Jews involved in the production of “Casablanca” include Murray Burnett, the author of the play on which the movie was based, director Michael Curtiz, screenwriters Philip and Julius Epstein and Howard Koch, producer Hal Wallis, composer Max Steiner, and actor Peter Lorre (born László Löwenstein).

“Burnett wrote the play before World War II began,” James Pontuso, author of the book “Political Philosophy Comes to Rick’s: Casablanca and American Civic Culture,” tells JNS.org. “This was a warning to Americans about what was happening. America was an isolationist country. We didn’t want to get involved in Europe, especially after World War I. In October 1941, in response to the Nazi invasion of France, the United States House of Representatives came within one vote of disbanding the U.S. army. That was our response to World War II. Burnett was warning people. He was saying, ‘Look, you Americans need to get ready. This guy (Hitler) is after you too.’”

MATERIAL:

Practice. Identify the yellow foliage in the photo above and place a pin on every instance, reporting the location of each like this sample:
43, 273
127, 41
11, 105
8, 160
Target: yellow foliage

EXERCISE SET:
1. According to the Casablanca passage, what was actor Peter Lorre's birth name?
2. Extend the passage about the making of "Casablanca," picking up right after its final sentence.
The items have nothing to do with the work asked here.

ANSWERS PER TASK:
1. László Löwenstein

2.
According to Hollywood journalist and film historian Aljean Harmetz, Burnett as a 27-year-old English teacher at a New York vocational high school went to German-occupied Vienna in the summer of 1938 to help Jewish relatives smuggle out money. He returned to the United States with the idea for an anti-Nazi play in which an embittered saloonkeeper helps a crusading Czech newspaper editor escape from Casablanca, Morocco, with the woman the saloonkeeper loves.

When Burnett could not find a Broadway producer for  ”Everybody Comes to Rick’s,” which he co-wrote with Joan Alison, “the play was sold to Warner Brothers for $20,000 and the title was changed to ‘Casablanca,’” Harmetz wrote in the New York Times.

Starring Humphrey Bogart and Ingrid Bergman, “Casablanca” won the Oscar for Best Picture in 1943, and Curtiz won the Oscar for best director.